Leave out any pictures and transcribe all other data below exactly.
● ● ● ● ● ● ●
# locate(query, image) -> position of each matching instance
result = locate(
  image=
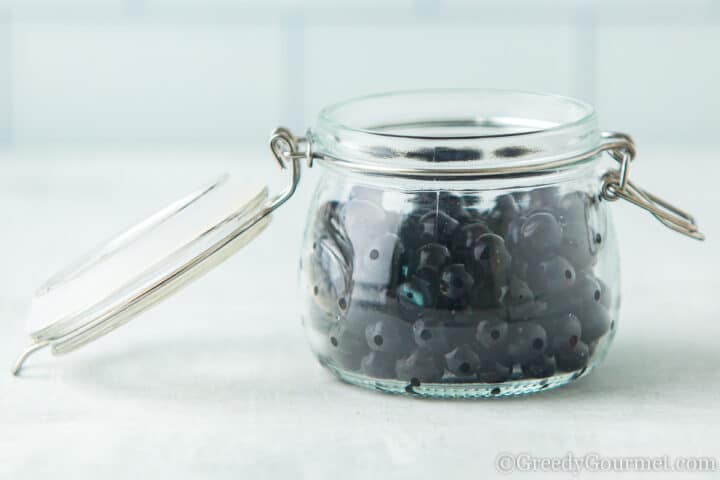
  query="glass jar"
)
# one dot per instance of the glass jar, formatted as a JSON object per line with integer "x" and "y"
{"x": 458, "y": 244}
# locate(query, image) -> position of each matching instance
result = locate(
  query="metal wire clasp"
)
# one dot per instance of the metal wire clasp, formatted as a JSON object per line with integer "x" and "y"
{"x": 616, "y": 184}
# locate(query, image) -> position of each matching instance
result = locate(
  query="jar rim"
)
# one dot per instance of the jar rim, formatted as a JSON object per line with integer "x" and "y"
{"x": 331, "y": 115}
{"x": 471, "y": 132}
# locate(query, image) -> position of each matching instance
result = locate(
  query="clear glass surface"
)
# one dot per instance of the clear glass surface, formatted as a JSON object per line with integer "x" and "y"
{"x": 462, "y": 288}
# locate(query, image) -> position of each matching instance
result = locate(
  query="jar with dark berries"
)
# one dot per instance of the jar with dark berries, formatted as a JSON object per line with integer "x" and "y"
{"x": 460, "y": 244}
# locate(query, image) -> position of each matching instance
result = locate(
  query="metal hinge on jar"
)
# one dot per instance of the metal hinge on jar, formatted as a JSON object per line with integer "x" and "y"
{"x": 616, "y": 184}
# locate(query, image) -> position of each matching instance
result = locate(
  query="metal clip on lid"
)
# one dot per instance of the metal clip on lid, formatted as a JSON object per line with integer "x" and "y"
{"x": 152, "y": 260}
{"x": 616, "y": 184}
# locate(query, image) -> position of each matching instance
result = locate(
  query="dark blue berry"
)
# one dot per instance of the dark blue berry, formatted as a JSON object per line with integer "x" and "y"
{"x": 433, "y": 256}
{"x": 595, "y": 321}
{"x": 421, "y": 366}
{"x": 563, "y": 331}
{"x": 492, "y": 334}
{"x": 551, "y": 276}
{"x": 437, "y": 226}
{"x": 540, "y": 236}
{"x": 571, "y": 359}
{"x": 576, "y": 244}
{"x": 379, "y": 364}
{"x": 542, "y": 366}
{"x": 431, "y": 337}
{"x": 526, "y": 340}
{"x": 490, "y": 371}
{"x": 389, "y": 336}
{"x": 456, "y": 284}
{"x": 465, "y": 237}
{"x": 462, "y": 361}
{"x": 329, "y": 273}
{"x": 414, "y": 296}
{"x": 378, "y": 261}
{"x": 518, "y": 293}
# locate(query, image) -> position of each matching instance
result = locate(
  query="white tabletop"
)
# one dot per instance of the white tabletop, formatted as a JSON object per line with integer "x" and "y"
{"x": 219, "y": 382}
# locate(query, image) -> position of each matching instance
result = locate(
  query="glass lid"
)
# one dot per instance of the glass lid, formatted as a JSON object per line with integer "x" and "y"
{"x": 132, "y": 271}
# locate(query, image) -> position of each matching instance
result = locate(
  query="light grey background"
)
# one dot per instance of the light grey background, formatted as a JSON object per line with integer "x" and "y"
{"x": 110, "y": 109}
{"x": 222, "y": 72}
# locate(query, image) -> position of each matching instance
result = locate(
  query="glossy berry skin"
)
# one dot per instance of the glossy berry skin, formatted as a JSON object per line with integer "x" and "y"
{"x": 571, "y": 359}
{"x": 456, "y": 284}
{"x": 437, "y": 226}
{"x": 330, "y": 272}
{"x": 433, "y": 338}
{"x": 379, "y": 364}
{"x": 378, "y": 261}
{"x": 432, "y": 256}
{"x": 493, "y": 334}
{"x": 576, "y": 245}
{"x": 551, "y": 276}
{"x": 437, "y": 286}
{"x": 464, "y": 240}
{"x": 563, "y": 331}
{"x": 542, "y": 366}
{"x": 490, "y": 371}
{"x": 389, "y": 336}
{"x": 540, "y": 236}
{"x": 595, "y": 321}
{"x": 421, "y": 365}
{"x": 462, "y": 361}
{"x": 491, "y": 260}
{"x": 414, "y": 296}
{"x": 526, "y": 340}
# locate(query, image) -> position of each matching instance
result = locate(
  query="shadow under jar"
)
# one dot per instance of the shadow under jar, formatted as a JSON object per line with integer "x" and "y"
{"x": 460, "y": 244}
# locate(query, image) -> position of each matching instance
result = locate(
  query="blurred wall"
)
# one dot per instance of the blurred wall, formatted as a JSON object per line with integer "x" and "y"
{"x": 224, "y": 72}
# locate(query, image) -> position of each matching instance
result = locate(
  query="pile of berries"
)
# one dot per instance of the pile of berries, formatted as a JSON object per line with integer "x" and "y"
{"x": 453, "y": 290}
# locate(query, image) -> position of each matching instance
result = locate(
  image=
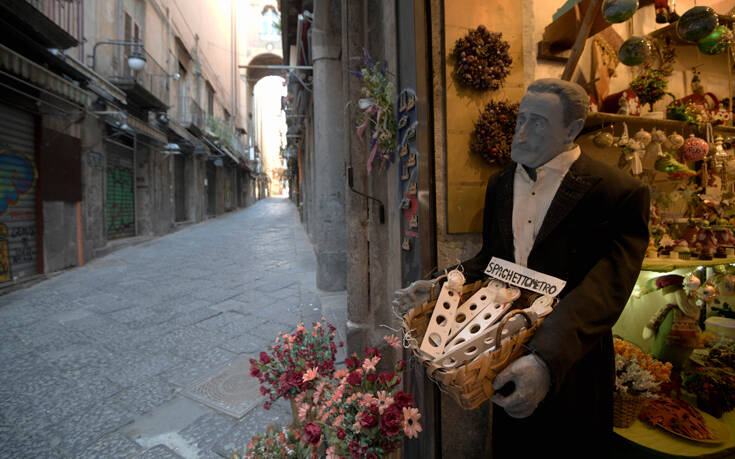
● ● ● ● ● ● ●
### Exercise solution
# locate(query, image) -> position of each matching instance
result = locate(
  image=
  query="glass jar"
)
# one dot per instance of the glass jar, formatted as a JSON object per line with integer "x" and "y"
{"x": 458, "y": 244}
# locate(query, image) -> position of each matching instance
result = locate(
  query="metal wire clasp"
)
# one dot per instance of the metal wire clasp, formatted as a JSON object per line with integer "x" and "y"
{"x": 616, "y": 184}
# locate(query, image) -> position of each matching instance
result = locate(
  query="jar rim"
)
# one dot per instance of the jar rim, formatted as a JSON object per line with integer "x" and "y"
{"x": 331, "y": 115}
{"x": 471, "y": 132}
# locate(query, image) -> position of each matching instance
result = locate(
  query="clear glass surface"
)
# one dot per instance of the clear glass surface, formatted as a JSON object per line with integer "x" and "y"
{"x": 462, "y": 288}
# locate(query, image) -> position of each matching instance
result = locate(
  query="jar with dark berries"
)
# one dot per instance of the jar with dark berries, formatted as a JSON object per line with integer "x" and "y"
{"x": 460, "y": 244}
# locate(query, image) -> position of each matching instance
result = locate(
  query="metal hinge on jar"
)
# one dot per instance of the metal hinge on jar, formatted as a JSON object per line with integer "x" and "y"
{"x": 616, "y": 184}
# locate(query, image) -> position of each matching instance
result = locate(
  query="metal clip on lid"
)
# one dot per instance of the metal clip on lid, formatted as a JSON object per line with integer "x" and "y"
{"x": 152, "y": 260}
{"x": 616, "y": 184}
# locate(query, image) -> position of each matching instance
result = locate(
  query="dark blue berry"
)
# one dot per instance of the dark blue berry, formatted as a JSON object per line with integer "x" and "y"
{"x": 433, "y": 256}
{"x": 595, "y": 321}
{"x": 421, "y": 366}
{"x": 563, "y": 331}
{"x": 492, "y": 334}
{"x": 551, "y": 276}
{"x": 437, "y": 226}
{"x": 540, "y": 236}
{"x": 571, "y": 359}
{"x": 576, "y": 244}
{"x": 379, "y": 364}
{"x": 542, "y": 366}
{"x": 431, "y": 337}
{"x": 526, "y": 340}
{"x": 490, "y": 371}
{"x": 389, "y": 336}
{"x": 456, "y": 284}
{"x": 465, "y": 237}
{"x": 462, "y": 361}
{"x": 329, "y": 273}
{"x": 414, "y": 296}
{"x": 378, "y": 261}
{"x": 518, "y": 293}
# locate(query, image) -> position of each matching instance
result = locate(
  query="white tabletop"
)
# one dot per instance of the white tabletop, formatted as a JSON object per line with integer "x" and "y"
{"x": 219, "y": 382}
# locate(query, image) -> position of each matching instance
result = locate(
  query="glass lid"
)
# one dot per instance of the glass lid, formatted as a JSON object per line with integer "x" and "y"
{"x": 132, "y": 271}
# locate(query, image) -> position of each matching instance
result = locate(
  query="light grey background"
)
# one dot per instance of the light grey background, formatted as a JSON object per line with integer "x" and "y"
{"x": 110, "y": 109}
{"x": 222, "y": 72}
# locate(query, image) -> position of each matching instance
result = locate(
  query="glossy berry skin"
)
# one dot per instance of the glossy berry skin, formatted as a JSON object per line with integer "x" and "y"
{"x": 571, "y": 359}
{"x": 456, "y": 284}
{"x": 437, "y": 226}
{"x": 330, "y": 272}
{"x": 433, "y": 338}
{"x": 379, "y": 364}
{"x": 378, "y": 261}
{"x": 432, "y": 256}
{"x": 493, "y": 334}
{"x": 576, "y": 245}
{"x": 551, "y": 276}
{"x": 437, "y": 286}
{"x": 464, "y": 240}
{"x": 563, "y": 331}
{"x": 542, "y": 366}
{"x": 490, "y": 371}
{"x": 389, "y": 336}
{"x": 540, "y": 236}
{"x": 595, "y": 321}
{"x": 421, "y": 365}
{"x": 462, "y": 361}
{"x": 491, "y": 260}
{"x": 414, "y": 296}
{"x": 526, "y": 340}
# locate(query, image) -> position of each matching instance
result = locate(
  query="shadow under jar"
)
# one dot per instance of the shadow under jar, formatted as a JSON object per line with integer "x" and "y"
{"x": 460, "y": 244}
# locate(query, image) -> position of each matching instance
result = locate(
  query="blurred wall"
)
# one dot per instance of the blurred wall, formatted as a JSON object per line with integer "x" and "y"
{"x": 224, "y": 72}
# locate(query, image) -> position of each matching instance
result = locate(
  query="pile of berries"
)
# one dot per instance of the pile of berries, formatted as a JSON object per line with integer "x" and "y"
{"x": 453, "y": 290}
# locate(query, image) -> position of each matching instance
result = locate(
  image=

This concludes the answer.